## TEXT SEGMENT
________

Skip to main content

Processing & substreams

Real binary formats rarely hand you a field you can read straight off the wire. Bytes may be compressed, lightly obfuscated, or stored in a region whose length you only learn at runtime. Kaitai Struct handles all three declaratively:

  • process runs a byte-to-byte transformation (decompression, de-obfuscation) on a field's raw bytes before they are parsed.
  • A substream is a smaller, bounded stream carved out of the current one, created automatically when you combine size with a type.
  • _io is the stream object attached to every parsed object, which lets you read its position, detect end-of-stream, and (with io:) jump to another stream entirely.

All .ksy snippets below are written in YAML and compiled with ksc (kaitai-struct-compiler) into a parser for your target language.

The process key

process plugs in a predefined algorithm that "takes a stream of bytes and returns another stream of bytes". The compiler reads the field's raw bytes, runs them through the named transformation, and then parses the result. As the user guide puts it, the incoming data "should be pre-processed before actual parsing takes place, or we'll just end up with garbage getting parsed".

process is available only on raw byte arrays or user types — i.e. fields that have a size (or size-eos), not on plain integer/float primitives.

The runtime libraries ship a standard set of transformations:

process valuePurposeArgument(s)

________

Data entries
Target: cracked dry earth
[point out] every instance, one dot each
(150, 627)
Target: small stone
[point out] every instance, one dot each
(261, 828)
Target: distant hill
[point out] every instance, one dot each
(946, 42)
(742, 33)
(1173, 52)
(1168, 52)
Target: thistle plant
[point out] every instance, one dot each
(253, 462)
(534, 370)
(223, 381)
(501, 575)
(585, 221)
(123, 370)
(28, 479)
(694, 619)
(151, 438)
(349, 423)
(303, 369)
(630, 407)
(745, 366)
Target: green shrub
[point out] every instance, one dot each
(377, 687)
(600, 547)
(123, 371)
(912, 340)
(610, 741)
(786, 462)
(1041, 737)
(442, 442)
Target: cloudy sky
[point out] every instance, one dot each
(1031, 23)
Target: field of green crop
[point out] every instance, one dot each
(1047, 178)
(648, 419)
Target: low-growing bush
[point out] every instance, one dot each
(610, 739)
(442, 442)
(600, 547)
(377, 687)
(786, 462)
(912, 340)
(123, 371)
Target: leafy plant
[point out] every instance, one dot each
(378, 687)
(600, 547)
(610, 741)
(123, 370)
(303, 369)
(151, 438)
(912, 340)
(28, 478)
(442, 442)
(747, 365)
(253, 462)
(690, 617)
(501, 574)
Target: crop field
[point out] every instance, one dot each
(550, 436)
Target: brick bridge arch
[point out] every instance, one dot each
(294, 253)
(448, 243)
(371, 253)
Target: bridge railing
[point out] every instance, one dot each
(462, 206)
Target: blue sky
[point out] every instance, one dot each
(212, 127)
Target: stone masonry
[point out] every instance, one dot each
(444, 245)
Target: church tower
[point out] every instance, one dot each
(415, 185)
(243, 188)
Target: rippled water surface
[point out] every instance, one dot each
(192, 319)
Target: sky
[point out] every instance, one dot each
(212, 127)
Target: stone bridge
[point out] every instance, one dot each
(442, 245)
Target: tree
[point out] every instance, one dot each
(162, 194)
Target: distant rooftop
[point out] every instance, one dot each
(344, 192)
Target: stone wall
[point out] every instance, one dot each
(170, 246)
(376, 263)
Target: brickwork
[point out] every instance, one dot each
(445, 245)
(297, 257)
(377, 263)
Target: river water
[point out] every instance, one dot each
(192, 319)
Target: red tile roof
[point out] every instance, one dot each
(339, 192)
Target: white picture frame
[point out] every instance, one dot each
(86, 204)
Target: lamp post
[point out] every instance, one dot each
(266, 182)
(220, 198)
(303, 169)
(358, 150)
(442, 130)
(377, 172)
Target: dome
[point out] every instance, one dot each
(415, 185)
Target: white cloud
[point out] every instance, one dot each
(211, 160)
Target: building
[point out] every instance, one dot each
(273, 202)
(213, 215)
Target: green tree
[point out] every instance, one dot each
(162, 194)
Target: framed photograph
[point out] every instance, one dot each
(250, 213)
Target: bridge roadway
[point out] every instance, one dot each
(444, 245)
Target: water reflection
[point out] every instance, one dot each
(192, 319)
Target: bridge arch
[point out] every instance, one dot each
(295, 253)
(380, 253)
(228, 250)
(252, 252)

________

## CHALLENGES
1: Determine whether each statement agrees with the processing and substreams text, answering yes or no with the deciding words from the text quoted exactly: (a) process can be applied to plain integer primitives; (b) a substream is created automatically when size is combined with a type; (c) the .ksy snippets are written in JSON.
2: Edit the part of the data entries that opens with the line containing "Target: building" and closes at the end of the entries, replacing "instance" with "occurrence" and changing nothing else; return only those lines.

## EXERCISE RESULTS
1:
(a) No: "not on plain integer/float primitives."
(b) Yes: "created automatically when you combine size with a type."
(c) No: "All .ksy snippets below are written in YAML"

2:
Target: building
[point out] every occurrence, one dot each
(273, 202)
(213, 215)
Target: green tree
[point out] every occurrence, one dot each
(162, 194)
Target: framed photograph
[point out] every occurrence, one dot each
(250, 213)
Target: bridge roadway
[point out] every occurrence, one dot each
(444, 245)
Target: water reflection
[point out] every occurrence, one dot each
(192, 319)
Target: bridge arch
[point out] every occurrence, one dot each
(295, 253)
(380, 253)
(228, 250)
(252, 252)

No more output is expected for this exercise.